* STATED EXERCISE
Write out the material below without any changes, from the line containing "the jacket collar" through the end of the material. Leave the pictures out of your answer.

* Point placement records

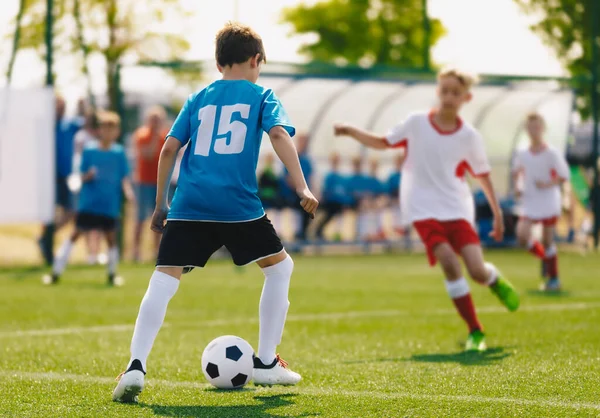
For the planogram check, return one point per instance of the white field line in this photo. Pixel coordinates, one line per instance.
(330, 316)
(51, 376)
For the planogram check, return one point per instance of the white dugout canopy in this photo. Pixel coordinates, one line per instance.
(316, 97)
(497, 111)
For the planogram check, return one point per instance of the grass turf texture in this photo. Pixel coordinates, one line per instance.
(373, 336)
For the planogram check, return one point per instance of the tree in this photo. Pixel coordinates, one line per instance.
(364, 32)
(119, 30)
(566, 26)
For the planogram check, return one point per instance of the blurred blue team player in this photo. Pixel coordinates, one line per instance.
(335, 195)
(64, 150)
(393, 190)
(104, 171)
(216, 203)
(374, 205)
(287, 185)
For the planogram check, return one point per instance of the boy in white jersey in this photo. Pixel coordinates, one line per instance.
(440, 150)
(541, 169)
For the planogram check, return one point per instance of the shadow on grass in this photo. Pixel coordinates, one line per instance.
(490, 356)
(549, 294)
(215, 411)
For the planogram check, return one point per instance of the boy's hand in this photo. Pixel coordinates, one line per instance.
(158, 220)
(340, 129)
(498, 229)
(308, 202)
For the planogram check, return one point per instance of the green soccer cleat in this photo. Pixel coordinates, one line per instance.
(507, 294)
(476, 342)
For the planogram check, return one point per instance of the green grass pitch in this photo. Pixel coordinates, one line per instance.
(373, 336)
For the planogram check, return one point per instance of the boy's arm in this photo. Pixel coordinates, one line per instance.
(366, 138)
(166, 164)
(286, 151)
(488, 188)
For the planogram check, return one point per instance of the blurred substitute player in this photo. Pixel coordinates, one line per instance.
(541, 169)
(104, 173)
(217, 203)
(441, 149)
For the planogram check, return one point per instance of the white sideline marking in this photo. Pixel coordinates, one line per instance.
(330, 316)
(52, 376)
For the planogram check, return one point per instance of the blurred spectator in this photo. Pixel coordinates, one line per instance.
(359, 184)
(86, 137)
(335, 197)
(268, 189)
(374, 204)
(393, 189)
(288, 194)
(148, 141)
(65, 131)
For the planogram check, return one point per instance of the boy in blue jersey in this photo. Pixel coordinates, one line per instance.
(216, 203)
(335, 194)
(105, 172)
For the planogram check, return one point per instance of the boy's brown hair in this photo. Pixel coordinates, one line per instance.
(109, 118)
(236, 43)
(533, 116)
(466, 79)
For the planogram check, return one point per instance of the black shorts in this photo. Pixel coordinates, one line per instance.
(90, 221)
(191, 243)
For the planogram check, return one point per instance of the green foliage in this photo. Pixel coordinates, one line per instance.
(120, 30)
(364, 32)
(566, 26)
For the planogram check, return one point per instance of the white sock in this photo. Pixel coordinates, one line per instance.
(493, 274)
(457, 288)
(152, 313)
(113, 259)
(62, 258)
(273, 308)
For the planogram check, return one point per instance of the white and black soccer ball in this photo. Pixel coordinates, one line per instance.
(227, 362)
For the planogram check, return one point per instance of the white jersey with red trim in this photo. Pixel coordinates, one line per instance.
(433, 175)
(542, 166)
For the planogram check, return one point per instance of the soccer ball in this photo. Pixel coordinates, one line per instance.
(227, 362)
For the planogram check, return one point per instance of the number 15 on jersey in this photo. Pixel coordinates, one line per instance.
(230, 135)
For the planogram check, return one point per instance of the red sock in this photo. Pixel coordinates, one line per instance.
(466, 309)
(537, 249)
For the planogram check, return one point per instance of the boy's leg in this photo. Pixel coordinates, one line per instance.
(257, 241)
(269, 368)
(457, 286)
(487, 274)
(524, 237)
(163, 286)
(551, 259)
(183, 244)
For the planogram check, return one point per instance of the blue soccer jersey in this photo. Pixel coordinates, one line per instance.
(223, 124)
(336, 189)
(102, 195)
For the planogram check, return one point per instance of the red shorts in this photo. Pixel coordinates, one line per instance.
(544, 221)
(458, 234)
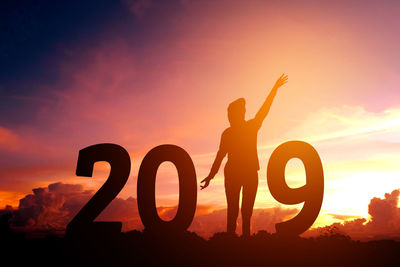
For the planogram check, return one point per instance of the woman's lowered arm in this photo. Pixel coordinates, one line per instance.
(263, 111)
(214, 169)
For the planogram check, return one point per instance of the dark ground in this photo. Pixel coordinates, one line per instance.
(188, 249)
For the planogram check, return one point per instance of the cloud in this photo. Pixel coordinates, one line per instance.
(384, 221)
(54, 206)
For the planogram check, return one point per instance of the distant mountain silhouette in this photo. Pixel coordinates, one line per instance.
(137, 248)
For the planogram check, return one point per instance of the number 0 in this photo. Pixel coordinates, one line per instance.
(311, 193)
(187, 188)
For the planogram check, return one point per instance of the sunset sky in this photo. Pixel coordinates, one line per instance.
(144, 73)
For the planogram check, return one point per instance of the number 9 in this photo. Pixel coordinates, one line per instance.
(311, 193)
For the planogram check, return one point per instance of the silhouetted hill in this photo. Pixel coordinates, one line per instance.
(137, 248)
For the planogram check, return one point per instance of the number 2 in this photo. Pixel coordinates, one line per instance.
(120, 163)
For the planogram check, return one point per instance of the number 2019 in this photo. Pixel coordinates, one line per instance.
(118, 158)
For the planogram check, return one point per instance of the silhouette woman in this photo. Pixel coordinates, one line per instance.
(239, 141)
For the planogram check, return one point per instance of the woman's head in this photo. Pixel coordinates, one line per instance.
(236, 111)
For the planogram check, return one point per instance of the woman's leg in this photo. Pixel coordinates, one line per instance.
(249, 195)
(232, 190)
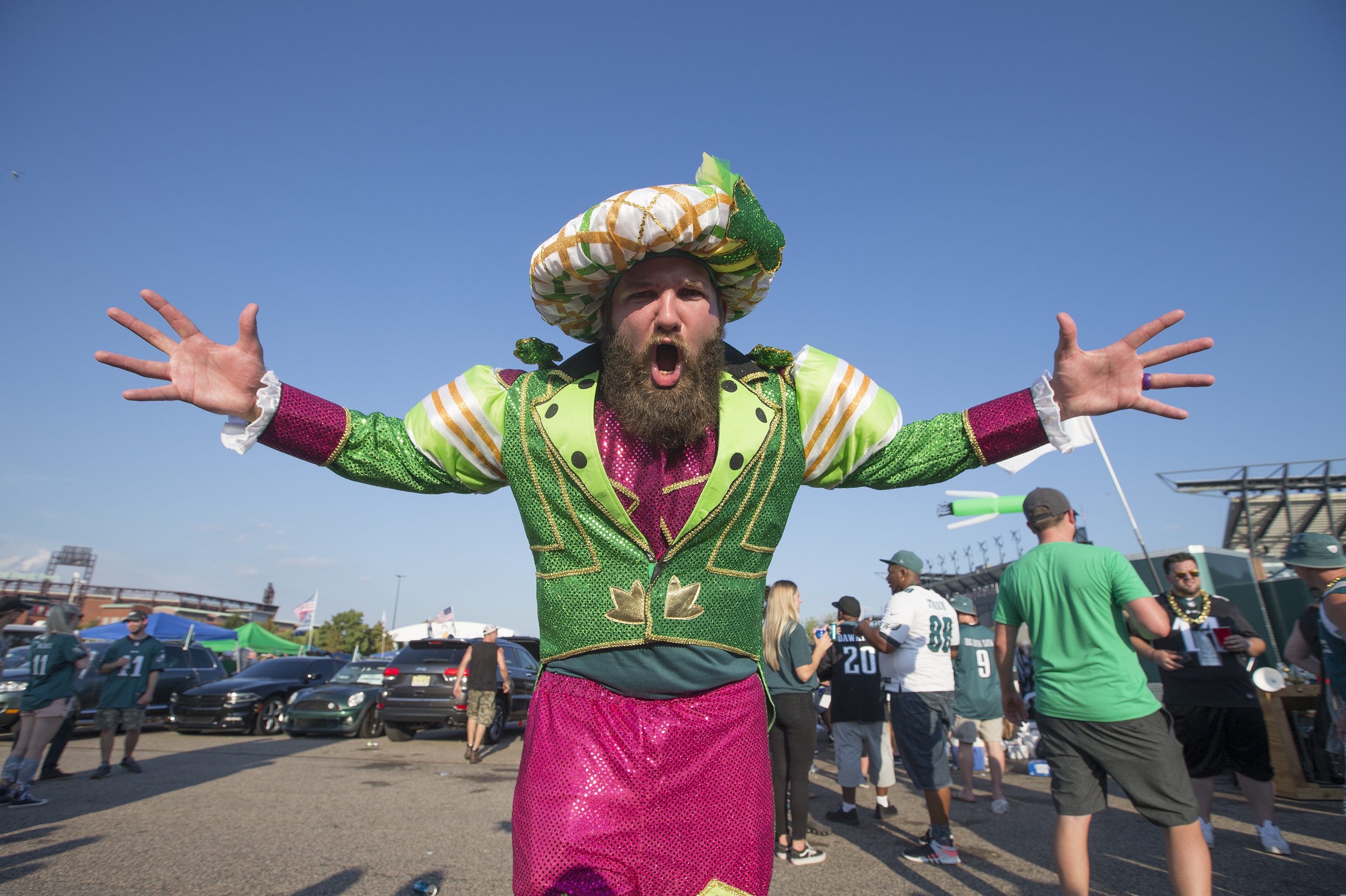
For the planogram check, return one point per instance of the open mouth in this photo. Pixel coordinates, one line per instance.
(666, 365)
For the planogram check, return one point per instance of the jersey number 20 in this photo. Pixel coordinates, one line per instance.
(941, 634)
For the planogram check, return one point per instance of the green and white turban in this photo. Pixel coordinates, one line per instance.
(717, 220)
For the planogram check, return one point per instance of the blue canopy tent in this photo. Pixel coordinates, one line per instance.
(165, 627)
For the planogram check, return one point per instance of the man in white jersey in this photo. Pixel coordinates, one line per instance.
(917, 641)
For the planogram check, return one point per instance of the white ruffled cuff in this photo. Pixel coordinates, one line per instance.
(239, 435)
(1049, 412)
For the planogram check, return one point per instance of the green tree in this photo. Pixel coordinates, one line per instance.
(342, 633)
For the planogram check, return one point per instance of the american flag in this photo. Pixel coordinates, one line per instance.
(305, 611)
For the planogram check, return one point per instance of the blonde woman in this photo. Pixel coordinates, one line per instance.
(54, 658)
(791, 669)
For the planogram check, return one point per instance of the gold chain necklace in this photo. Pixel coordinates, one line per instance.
(1197, 620)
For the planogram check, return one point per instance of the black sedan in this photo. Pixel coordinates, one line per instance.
(419, 688)
(254, 700)
(345, 705)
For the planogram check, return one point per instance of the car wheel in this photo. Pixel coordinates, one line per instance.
(268, 717)
(373, 725)
(497, 728)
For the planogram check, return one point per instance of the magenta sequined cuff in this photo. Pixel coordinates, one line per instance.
(1003, 428)
(307, 427)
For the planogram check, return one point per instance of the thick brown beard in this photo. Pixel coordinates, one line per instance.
(666, 418)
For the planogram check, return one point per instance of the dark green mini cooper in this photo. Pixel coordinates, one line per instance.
(348, 704)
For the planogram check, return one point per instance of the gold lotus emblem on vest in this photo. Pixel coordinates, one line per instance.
(679, 603)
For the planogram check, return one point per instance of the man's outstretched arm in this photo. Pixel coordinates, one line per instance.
(451, 454)
(855, 436)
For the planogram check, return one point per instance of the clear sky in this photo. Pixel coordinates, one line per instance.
(948, 175)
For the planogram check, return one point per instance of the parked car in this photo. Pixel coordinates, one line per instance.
(419, 688)
(348, 704)
(252, 700)
(187, 666)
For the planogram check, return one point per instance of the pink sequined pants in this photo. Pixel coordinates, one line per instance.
(624, 797)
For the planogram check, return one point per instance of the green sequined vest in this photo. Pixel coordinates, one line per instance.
(598, 583)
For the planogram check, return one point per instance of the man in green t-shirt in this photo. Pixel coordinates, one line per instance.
(1095, 711)
(132, 668)
(976, 703)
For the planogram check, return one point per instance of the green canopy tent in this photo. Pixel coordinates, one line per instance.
(254, 637)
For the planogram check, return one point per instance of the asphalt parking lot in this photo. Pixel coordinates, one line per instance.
(318, 817)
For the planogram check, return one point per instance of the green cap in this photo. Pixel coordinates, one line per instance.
(1314, 549)
(963, 605)
(905, 559)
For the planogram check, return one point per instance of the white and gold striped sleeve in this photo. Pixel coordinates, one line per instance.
(845, 416)
(458, 428)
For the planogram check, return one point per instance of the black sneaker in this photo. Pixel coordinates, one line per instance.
(26, 799)
(807, 856)
(847, 817)
(935, 853)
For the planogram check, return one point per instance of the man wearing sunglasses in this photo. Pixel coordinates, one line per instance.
(1208, 691)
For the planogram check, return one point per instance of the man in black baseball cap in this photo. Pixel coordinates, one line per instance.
(858, 717)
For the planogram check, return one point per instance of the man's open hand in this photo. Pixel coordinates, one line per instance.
(1107, 380)
(223, 380)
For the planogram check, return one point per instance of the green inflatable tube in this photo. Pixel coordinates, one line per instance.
(979, 506)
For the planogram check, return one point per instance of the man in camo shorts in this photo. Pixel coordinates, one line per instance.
(132, 666)
(478, 668)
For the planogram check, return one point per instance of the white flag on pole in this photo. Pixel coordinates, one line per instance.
(1080, 432)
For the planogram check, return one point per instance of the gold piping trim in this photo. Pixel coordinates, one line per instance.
(532, 470)
(626, 492)
(462, 436)
(686, 484)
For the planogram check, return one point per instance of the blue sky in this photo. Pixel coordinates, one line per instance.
(948, 175)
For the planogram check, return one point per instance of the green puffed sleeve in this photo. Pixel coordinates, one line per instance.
(379, 453)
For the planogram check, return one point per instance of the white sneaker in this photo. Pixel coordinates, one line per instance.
(1272, 840)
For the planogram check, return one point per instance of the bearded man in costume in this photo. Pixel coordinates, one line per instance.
(655, 473)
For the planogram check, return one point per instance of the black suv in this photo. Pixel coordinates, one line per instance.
(419, 689)
(254, 700)
(187, 668)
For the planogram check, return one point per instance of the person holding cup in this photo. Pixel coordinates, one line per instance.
(1211, 694)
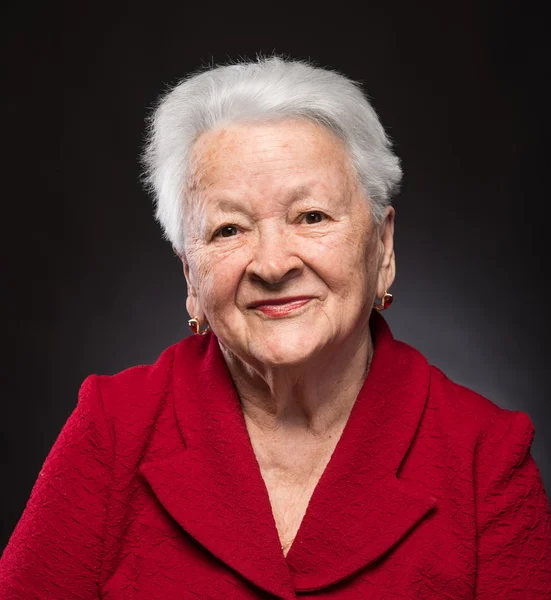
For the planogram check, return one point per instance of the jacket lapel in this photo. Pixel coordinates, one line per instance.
(359, 510)
(214, 488)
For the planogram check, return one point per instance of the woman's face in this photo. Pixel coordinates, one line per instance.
(282, 256)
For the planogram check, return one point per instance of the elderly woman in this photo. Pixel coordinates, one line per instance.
(291, 447)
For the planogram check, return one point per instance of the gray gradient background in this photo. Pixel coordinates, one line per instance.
(92, 288)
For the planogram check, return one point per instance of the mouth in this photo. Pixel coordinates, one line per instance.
(280, 307)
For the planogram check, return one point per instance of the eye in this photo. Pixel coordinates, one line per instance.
(314, 216)
(226, 231)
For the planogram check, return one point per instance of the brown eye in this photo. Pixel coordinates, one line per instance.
(313, 217)
(227, 231)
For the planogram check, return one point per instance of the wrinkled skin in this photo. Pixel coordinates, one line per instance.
(274, 210)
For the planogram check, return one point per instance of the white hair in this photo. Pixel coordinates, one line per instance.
(266, 89)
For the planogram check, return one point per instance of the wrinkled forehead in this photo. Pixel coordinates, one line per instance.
(268, 154)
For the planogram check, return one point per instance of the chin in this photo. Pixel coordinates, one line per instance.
(284, 351)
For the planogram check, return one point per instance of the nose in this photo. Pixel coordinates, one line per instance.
(274, 258)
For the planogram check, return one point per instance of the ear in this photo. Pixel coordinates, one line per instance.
(387, 259)
(193, 304)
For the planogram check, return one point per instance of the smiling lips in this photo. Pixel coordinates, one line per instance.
(280, 307)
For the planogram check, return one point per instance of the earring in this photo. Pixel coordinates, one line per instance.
(195, 327)
(386, 301)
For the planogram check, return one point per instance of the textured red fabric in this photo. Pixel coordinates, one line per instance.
(152, 491)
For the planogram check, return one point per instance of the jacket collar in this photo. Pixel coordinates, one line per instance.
(360, 509)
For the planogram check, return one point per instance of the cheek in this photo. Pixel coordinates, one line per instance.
(345, 261)
(218, 281)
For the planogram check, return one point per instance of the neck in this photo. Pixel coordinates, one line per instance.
(314, 398)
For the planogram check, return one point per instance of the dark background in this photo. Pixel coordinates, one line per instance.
(92, 287)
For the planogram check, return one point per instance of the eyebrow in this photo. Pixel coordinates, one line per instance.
(295, 195)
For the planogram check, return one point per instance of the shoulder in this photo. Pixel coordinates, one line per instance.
(136, 394)
(466, 413)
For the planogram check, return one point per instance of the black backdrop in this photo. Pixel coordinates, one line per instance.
(91, 286)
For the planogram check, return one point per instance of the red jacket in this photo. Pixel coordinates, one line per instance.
(152, 491)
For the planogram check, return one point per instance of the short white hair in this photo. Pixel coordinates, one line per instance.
(263, 90)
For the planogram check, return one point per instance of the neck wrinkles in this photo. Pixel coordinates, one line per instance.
(314, 399)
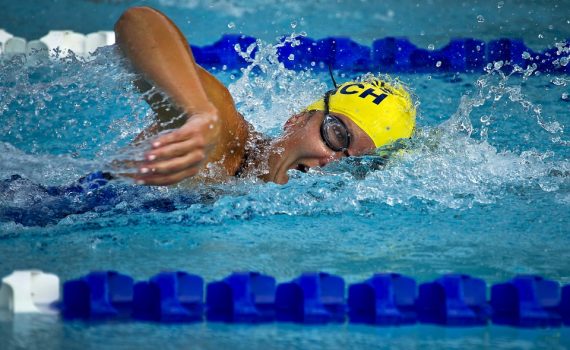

* FINISHED ANSWER
For the planogram check, return one point per instance of the jacket collar in this photo. Pixel coordinates, one line per instance.
(360, 509)
For the planogram check, return one point per instance of the cheek in this photo. Pixel coordinates, one line per instance.
(345, 261)
(218, 281)
For the planogram check, return one point per instance of the neck in this photo. Pixel coordinates, one line per instance.
(314, 398)
For the planogram check, return one point per instance of the dark background in this photo. Pixel coordinates, one line per instance.
(92, 287)
For the planogram check, return one point per instance of the eyebrow in this photo. Pixel coordinates, one line per instance.
(295, 195)
For the planogram check, return one point per instance of the shoulder in this photo. Pixel coordinates, one line per instance.
(136, 394)
(466, 413)
For the planogram check, return one point per instance of the black backdrop in this photo. Pixel coordinates, one line per instance.
(91, 286)
For the planogram check, return one point per instance of the red jacket in this photo. Pixel coordinates, one line per instance.
(152, 491)
For the planogram check, return one point per instance of the short white hair in this photo. Pixel coordinates, one line per instance.
(263, 90)
For the planogram check, return one point per instance of the neck wrinkles in this photo. Pixel coordinates, one line per instance.
(314, 399)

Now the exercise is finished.